*** ENTRIES SUPPLIED ***

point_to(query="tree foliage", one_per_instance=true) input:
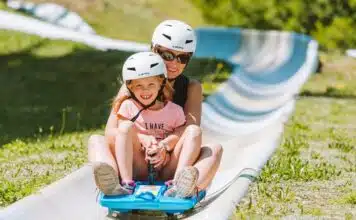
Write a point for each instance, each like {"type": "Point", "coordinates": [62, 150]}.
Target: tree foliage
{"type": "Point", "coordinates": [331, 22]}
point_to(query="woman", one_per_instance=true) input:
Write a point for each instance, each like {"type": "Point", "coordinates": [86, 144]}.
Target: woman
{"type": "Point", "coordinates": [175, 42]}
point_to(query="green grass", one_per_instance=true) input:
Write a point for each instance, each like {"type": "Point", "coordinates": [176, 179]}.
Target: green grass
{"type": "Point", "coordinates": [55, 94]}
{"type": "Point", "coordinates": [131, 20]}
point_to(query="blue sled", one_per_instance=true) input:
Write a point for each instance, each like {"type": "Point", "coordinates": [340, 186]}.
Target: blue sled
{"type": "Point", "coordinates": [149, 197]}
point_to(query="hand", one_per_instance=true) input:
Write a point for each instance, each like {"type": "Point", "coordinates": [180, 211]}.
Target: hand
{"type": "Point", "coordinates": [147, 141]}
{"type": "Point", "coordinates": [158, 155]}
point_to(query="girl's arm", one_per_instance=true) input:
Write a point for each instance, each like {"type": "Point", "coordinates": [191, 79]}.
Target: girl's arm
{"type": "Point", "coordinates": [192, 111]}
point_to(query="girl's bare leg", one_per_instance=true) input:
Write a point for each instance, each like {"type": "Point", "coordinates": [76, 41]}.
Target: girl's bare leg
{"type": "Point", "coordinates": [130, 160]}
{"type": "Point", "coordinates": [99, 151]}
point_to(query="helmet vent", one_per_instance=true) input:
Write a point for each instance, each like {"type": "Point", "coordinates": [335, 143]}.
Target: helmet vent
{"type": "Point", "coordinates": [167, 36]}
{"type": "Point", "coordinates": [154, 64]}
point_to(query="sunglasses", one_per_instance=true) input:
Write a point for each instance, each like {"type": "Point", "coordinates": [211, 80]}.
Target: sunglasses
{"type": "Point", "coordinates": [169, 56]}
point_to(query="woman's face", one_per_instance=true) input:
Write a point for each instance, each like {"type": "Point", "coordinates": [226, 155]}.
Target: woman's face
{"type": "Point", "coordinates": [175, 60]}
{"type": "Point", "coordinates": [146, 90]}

***
*** ENTRIES SUPPLIED ***

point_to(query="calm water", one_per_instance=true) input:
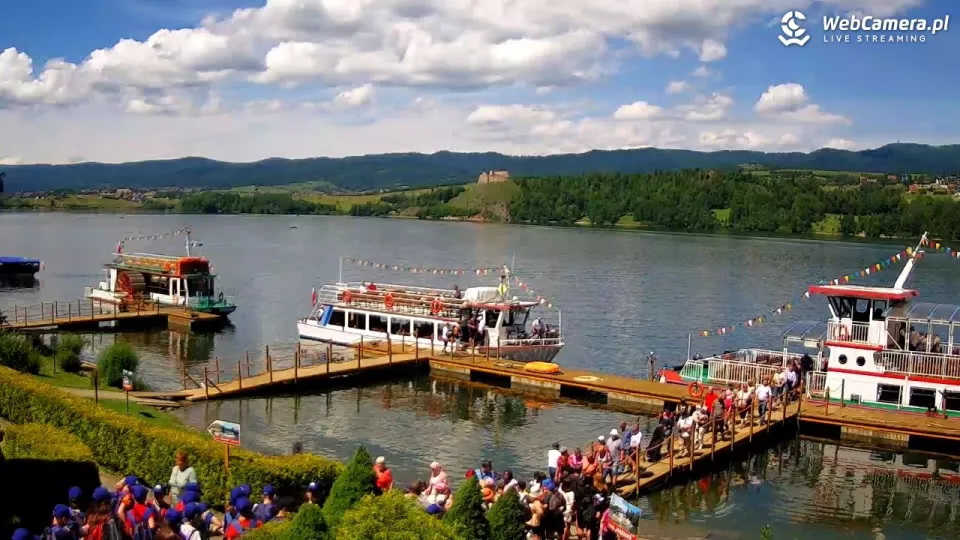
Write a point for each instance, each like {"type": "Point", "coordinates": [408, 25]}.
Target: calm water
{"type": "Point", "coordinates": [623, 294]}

***

_EXERCISE GOAL_: Which lines of the records above contain the word "hand", with case counting? Extract each of those lines in full.

_TASK ANSWER_:
point_to(query="hand", one_per_instance=true) input:
Target: hand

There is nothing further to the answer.